= Excerpted passage =
• • •
When you look up self esteem on Google, you will find a spate of articles on how to improve your self esteem, low self esteem, raising your self esteem, etc. I could go on and on. Yet, no one is talking about another problem in that spectrum. What happens when you have too high self esteem?
What is Self Esteem?
Self esteem is basically the way in which you measure what you are in context of your peers, your family and friends, as well as your career and the many opportunities that you have around you. It may reflect a number of things starting from how you see yourself, to how skilled you are, how educated you are and how you are doing in socio economic terms. It may also reflect how you let people treat you and what you believe you may or may not deserve.
In a nutshell, that is self esteem. It is the sum total of our internal dialogue with ourselves after we have let a number of experiences shape us, the choices we make and the very quality of the life we lead.
What Does Too High Self Esteem Look Like?
Too high self esteem is a real thing. And it can be a real deal breaker on many levels and in many areas of your life as well. Here’s how to recognize it:
- A Sense of Entitlement: Many times, people with too high self esteem have a misplaced sense of entitlement that keeps them in their own good books. They do not realize that they are not supposed to the first priority in everyone’s world. While they are their own first priority (like we all should be), they end up taking it a tad bit further and assuming they are the first priority in everyone else’s lives too.
- Lack of Learning: Someone with too high self esteem might routinely miss the learning – teaching moments that are crucial for shaping who we are and who we become. They end up with half baked personalities and also, they sprout opinions that make them sound like they haven’t seen enough of the world.
• • •
= Work instruction 1 =
Translate this sentence from the article on self esteem into French: "It is the sum total of our internal dialogue with ourselves after we have let a number of experiences shape us, the choices we make and the very quality of the life we lead."
= Work instruction 2 =
Carry the article on self esteem forward from its last sentence.
The data have no connection to the article on self esteem.
• • •
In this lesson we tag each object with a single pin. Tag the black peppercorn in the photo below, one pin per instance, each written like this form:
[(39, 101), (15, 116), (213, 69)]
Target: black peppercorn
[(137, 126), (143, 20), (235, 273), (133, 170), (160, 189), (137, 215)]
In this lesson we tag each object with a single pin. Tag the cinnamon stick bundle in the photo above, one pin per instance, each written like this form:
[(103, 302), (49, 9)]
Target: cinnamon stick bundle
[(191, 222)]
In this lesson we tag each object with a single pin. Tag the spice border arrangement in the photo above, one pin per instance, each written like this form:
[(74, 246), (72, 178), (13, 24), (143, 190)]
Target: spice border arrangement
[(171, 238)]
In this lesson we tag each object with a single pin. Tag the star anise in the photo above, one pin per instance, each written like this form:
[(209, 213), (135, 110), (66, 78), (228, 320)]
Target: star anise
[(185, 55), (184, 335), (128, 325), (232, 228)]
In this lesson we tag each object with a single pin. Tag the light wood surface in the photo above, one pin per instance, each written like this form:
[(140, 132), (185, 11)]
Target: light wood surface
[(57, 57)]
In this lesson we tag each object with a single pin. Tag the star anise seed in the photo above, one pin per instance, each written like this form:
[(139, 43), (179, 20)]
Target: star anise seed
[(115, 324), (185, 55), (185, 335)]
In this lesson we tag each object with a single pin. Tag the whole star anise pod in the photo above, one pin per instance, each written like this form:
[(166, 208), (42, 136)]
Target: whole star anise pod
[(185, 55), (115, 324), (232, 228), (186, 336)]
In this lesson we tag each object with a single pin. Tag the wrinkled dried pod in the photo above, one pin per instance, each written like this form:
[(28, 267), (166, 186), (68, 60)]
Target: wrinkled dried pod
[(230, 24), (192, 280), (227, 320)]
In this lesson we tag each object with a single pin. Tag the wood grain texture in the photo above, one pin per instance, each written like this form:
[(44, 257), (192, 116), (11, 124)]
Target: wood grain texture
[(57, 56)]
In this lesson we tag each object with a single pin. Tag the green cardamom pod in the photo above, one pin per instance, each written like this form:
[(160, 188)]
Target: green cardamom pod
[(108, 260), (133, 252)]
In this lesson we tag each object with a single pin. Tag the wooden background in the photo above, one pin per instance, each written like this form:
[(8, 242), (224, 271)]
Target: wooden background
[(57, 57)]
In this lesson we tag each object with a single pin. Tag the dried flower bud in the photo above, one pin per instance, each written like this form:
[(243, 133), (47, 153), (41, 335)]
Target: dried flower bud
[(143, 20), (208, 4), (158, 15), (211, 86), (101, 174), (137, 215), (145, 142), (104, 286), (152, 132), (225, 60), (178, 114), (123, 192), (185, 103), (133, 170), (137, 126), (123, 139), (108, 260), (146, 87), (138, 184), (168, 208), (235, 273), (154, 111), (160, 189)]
• • •
= Task result 1 =
C'est la somme totale de notre dialogue intérieur avec nous-mêmes après que nous avons laissé un certain nombre d'expériences nous façonner, des choix que nous faisons et de la qualité même de la vie que nous menons.

= Task result 2 =
- Opinionated Much: These are also people who use this kind of self esteem to tell themselves they know it all. And not only that, they take it a step further to tell everyone else what they may think about them and how they run their lives. As a result, these people are not very liked. You can easily spot them from a distance – they are the ones who constantly have a comment to pass on everything.
- Creating their Own Stories: Very often, people with sky scraping self esteem won’t stop to listen to someone else. If it is someone who ranks higher in socio economic terms, they may allow the said person to finish what they are saying. But only so that they can make a point. But if it is a contemporary, they will often routinely interrupt that person and rubbish their narratives to form their own stories and opinions.
- Lack of Empathy: These are individuals who always have a more bitter story to share when someone is talking about a challenge or a hardship. They do not have the empathy to see things from another person’s perspective and they often cannot place themselves in someone else’s shoes. One telling symptom is when you tell them about a problem – and their first reaction is, I told you so.
What Happens to Those with Too High Self Esteem?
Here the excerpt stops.